> _Instruções da tarefa_: Por favor, indique qual ministro era o relator cujo voto o texto sobre imunidade tributária toma como exemplo.

> _Texto de leitura_:
- - - - -

Curioso notar como nosso Sistema de Controle de Constitucionalidade Difuso é capaz de gerar uma gama infinita de decisões judiciais que alimentam as mais acirradas discussões em âmbito tributário.
Uma questão que tem suscitado muita controvérsia é a que se refere aos limites de abrangência do instituto da imunidade previsto no parágrafo terceiro do artigo 155 da Constituição Federal de 1.988.
Recentemente a empresa distribuidora de combustíveis "Esso" obteve decisão, já transitada em julgado, favorável à imunidade de suas operações com base no referido artigo constitucional.
E, embora sua vitória judicial tenha se concluído com a perda de prazo pela União Federal, é fato que a "Esso" passou a gozar dos benefícios da norma imunizadora, liberando-se, vez por todas, do recolhimento daquele tributo.
Por outro lado, o Plenário do Supremo Tribunal Federal (Segunda Turma), em data ainda mais recente, ao julgar o RE nº 227832-1, referente à pretensão de uma empresa mineradora de ver reconhecido seu direito à imunidade em comento, decidiu pela não aplicação do parágrafo terceiro do artigo 155 da Constituição Federal.
Analisados, porém, os votos proferidos pela maioria vencedora dos Senhores Ministros encontramos, data maxima venia, um enunciado de premissas falsas, em total antinomia à atual Carta Magna.
Tomando como exemplo o voto do então Relator Ministro Carlos Velloso, verificamos que este, apoiando-se em precedente daquela mesma turma sobre questão relativa ao PIS, buscou distinguir o fato gerador da Cofins (faturamento) do fato gerador das operações relativas a energia elétrica, serviços de telecomunicações, derivados de petróleo, combustíveis e minerais do país.

- - - - -

> _Informações exibidas_:
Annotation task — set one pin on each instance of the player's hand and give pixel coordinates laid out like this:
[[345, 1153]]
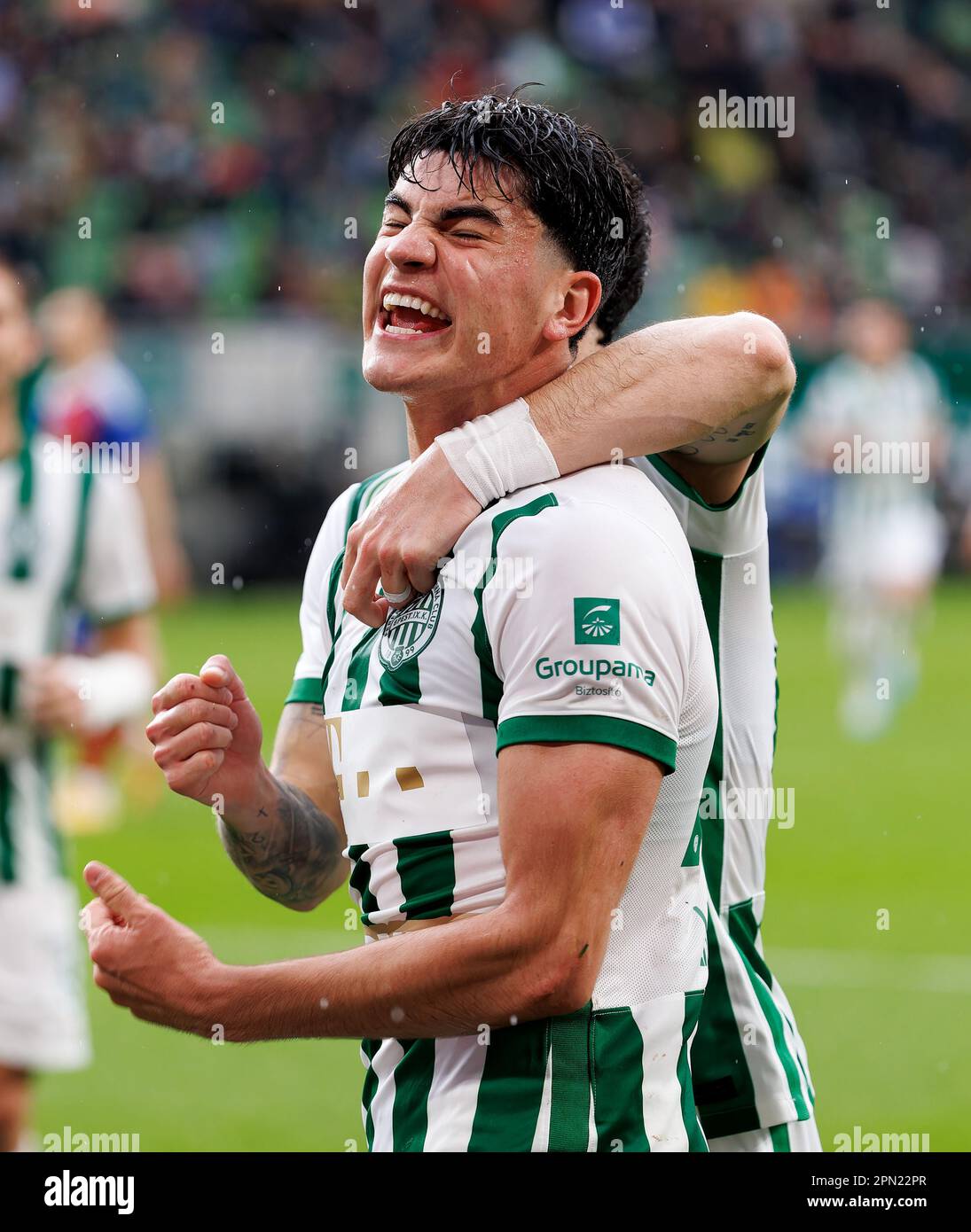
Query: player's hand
[[208, 735], [147, 961], [401, 540], [51, 698]]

- - - - -

> _Resposta à tarefa_: O Ministro Carlos Velloso.